- [Exercise description] Output the records. Match them exactly.

Pointing dataset records
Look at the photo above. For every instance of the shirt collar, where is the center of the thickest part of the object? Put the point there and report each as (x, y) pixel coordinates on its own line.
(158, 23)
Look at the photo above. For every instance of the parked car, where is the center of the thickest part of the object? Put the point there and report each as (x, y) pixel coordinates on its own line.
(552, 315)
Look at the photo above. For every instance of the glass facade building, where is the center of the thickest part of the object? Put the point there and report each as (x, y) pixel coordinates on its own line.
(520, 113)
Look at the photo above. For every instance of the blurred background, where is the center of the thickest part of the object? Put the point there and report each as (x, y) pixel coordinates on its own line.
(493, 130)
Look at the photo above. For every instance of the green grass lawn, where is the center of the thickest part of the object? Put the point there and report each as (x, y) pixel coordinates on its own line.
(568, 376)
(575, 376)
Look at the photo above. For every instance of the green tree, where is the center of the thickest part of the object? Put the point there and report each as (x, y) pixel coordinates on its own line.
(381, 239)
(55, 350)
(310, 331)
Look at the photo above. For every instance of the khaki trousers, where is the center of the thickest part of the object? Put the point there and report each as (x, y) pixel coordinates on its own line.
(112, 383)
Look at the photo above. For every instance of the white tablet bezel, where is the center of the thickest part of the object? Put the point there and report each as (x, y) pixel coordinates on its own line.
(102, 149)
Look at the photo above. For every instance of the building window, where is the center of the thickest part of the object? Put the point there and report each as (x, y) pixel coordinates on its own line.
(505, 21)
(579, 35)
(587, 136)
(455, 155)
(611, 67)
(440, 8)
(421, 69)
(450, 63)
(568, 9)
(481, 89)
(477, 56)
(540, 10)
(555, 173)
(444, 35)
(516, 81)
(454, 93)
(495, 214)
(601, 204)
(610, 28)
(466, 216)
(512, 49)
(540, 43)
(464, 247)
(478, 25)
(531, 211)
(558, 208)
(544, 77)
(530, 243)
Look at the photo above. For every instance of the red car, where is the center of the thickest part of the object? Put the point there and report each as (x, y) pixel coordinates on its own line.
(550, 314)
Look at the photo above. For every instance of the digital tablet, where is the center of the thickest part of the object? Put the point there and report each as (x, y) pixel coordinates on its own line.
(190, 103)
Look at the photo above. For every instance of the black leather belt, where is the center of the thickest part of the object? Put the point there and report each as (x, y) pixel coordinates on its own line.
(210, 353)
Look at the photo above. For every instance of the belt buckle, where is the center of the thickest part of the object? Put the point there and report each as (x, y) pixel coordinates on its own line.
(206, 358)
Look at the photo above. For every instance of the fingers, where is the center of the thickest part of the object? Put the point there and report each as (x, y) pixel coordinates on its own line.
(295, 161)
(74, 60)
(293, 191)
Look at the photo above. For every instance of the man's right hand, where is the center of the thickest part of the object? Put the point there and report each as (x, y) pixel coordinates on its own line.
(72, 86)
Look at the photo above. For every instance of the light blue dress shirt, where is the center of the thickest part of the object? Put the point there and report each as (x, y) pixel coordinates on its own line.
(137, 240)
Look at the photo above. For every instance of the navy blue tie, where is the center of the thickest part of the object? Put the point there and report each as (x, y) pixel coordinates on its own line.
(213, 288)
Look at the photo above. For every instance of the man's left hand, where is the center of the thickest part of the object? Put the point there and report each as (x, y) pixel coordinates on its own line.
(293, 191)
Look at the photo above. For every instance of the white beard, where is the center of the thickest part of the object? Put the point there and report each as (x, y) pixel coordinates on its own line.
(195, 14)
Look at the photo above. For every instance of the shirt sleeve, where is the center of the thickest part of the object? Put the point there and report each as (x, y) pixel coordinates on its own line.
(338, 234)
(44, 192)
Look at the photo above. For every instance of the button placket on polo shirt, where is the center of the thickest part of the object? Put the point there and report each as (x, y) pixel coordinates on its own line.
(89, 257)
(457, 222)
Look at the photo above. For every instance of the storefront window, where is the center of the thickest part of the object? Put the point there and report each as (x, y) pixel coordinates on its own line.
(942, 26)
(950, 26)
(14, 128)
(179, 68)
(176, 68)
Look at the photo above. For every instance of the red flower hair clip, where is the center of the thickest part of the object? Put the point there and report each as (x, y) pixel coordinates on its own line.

- [Final answer]
Look at the photo above. For every instance of the shirt collar, where is the center of the thickest part of the object? Put the point there and report each as (x, y) pixel coordinates on its own line.
(158, 23)
Look at the photo above. For every instance of the parked car, where is the center of the thickest part of the object? Put the point there and report each as (x, y) pixel coordinates on its own line.
(552, 315)
Look at the photo above. For every instance of the glass facade building, where is the center of the thickest part of the object? Put the point there and report each as (x, y) pixel coordinates on its own line.
(520, 113)
Look at the photo above. For every instance of the blurred background, where is the center of the thickest part of the object? Put the point there and report each as (x, y) pixel coordinates on its own line.
(493, 130)
Look at the photo above. For every instance of the green grass lawn, where is the center of the thickest part of the object? Put the point there and report each as (x, y) pixel coordinates on its own line.
(568, 376)
(575, 376)
Look at the photo above. For every instance of the green tree, where is the center of the thickest part of the object? Put the point there and report each as (x, y) pixel coordinates on its own line.
(381, 239)
(55, 350)
(310, 331)
Look at the photo above. For every instance of the khaki trousers, where is the center of the thickest part of the object? Put the point there and report each as (x, y) pixel coordinates on its own line.
(112, 383)
Look at the photo above. For every instance of the white tablet bezel, where is the center of the thickest part of the object? Put the point there and report each as (x, y) pixel coordinates on its own line.
(102, 149)
Look at the photo above. For every instance of the building window, where is the center of the thickest part of the object? Put the point there and report each as (x, y) pixel coordinates on its own line.
(505, 21)
(579, 35)
(587, 136)
(455, 155)
(611, 67)
(440, 8)
(421, 69)
(450, 63)
(568, 9)
(481, 89)
(477, 56)
(540, 10)
(555, 173)
(444, 35)
(516, 81)
(454, 93)
(495, 214)
(601, 204)
(610, 28)
(466, 216)
(512, 49)
(540, 43)
(464, 247)
(478, 25)
(531, 211)
(558, 208)
(544, 77)
(530, 243)
Look at the photo above. For every instance of the red car, where is the center of the thickest part of the object? Put the point there and report each as (x, y) pixel coordinates on its own line.
(550, 314)
Look at the photo above. For every instance of the digital tablet, where is the center of the thickest part of the object? Put the point there and report each as (x, y) pixel coordinates on its own line.
(190, 103)
Look at the photo above. For every instance of the black leather belt, where is the center of the thickest part of the object? Put the point there and report each as (x, y) pixel coordinates on its own line.
(210, 353)
Look at the photo above. For every instance of the belt buckle, where is the center of the thickest part of the object? Put the point there and report each as (x, y) pixel coordinates on its own line.
(206, 358)
Look at the photo above. For every instance of the fingers, where is the center of the thickest part of the object? Put the point there and report each as (x, y) pixel coordinates on its own line.
(295, 161)
(74, 60)
(293, 191)
Look at the photo above. For every instance of the man's right hand, where is the center of the thickest part of the object? Put the point there and report each as (x, y) pixel coordinates on its own line.
(72, 86)
Look at the photo above. For every instance of the light blue dress shirt, where is the center of the thickest part of the object? Put the point there and report each as (x, y) pixel coordinates on its own line.
(137, 240)
Look at the photo above. For every instance of the navy blue tie, where is the center of the thickest part of the object? Put the point there and report each as (x, y) pixel coordinates on its own line.
(213, 288)
Look at the photo above. For every instance of the man's left hand, where is the center of the thickest part of the object? Put the point there and report each as (x, y) pixel coordinates on its own line.
(293, 191)
Look at the photo above. For every instance of the white beard, where is the center of the thickest part of the object? Put the point there and report each as (x, y) pixel coordinates on its own line.
(195, 14)
Look at the photo above. For every instance of the shirt sleeve, where is the center of the thickest part of the object? Put the point there and report each as (x, y) pixel coordinates on its own line.
(338, 234)
(44, 192)
Look at the photo above. For every instance of the button placket on polo shirt, where is the center of the thickest part of the object? Put the point there and report each as (x, y) pixel coordinates on its own line.
(89, 257)
(457, 222)
Look at the photo above. For every instance of the storefront window, where is the center of the thickest part of the object? Put the point there and report each as (x, y) pixel coordinates on its own line.
(942, 26)
(950, 26)
(14, 128)
(179, 68)
(176, 68)
Look at the photo above. For every instance of the red flower hair clip, where is the center of the thickest part of the object? Put the point there and report each as (x, y) pixel coordinates on its own line.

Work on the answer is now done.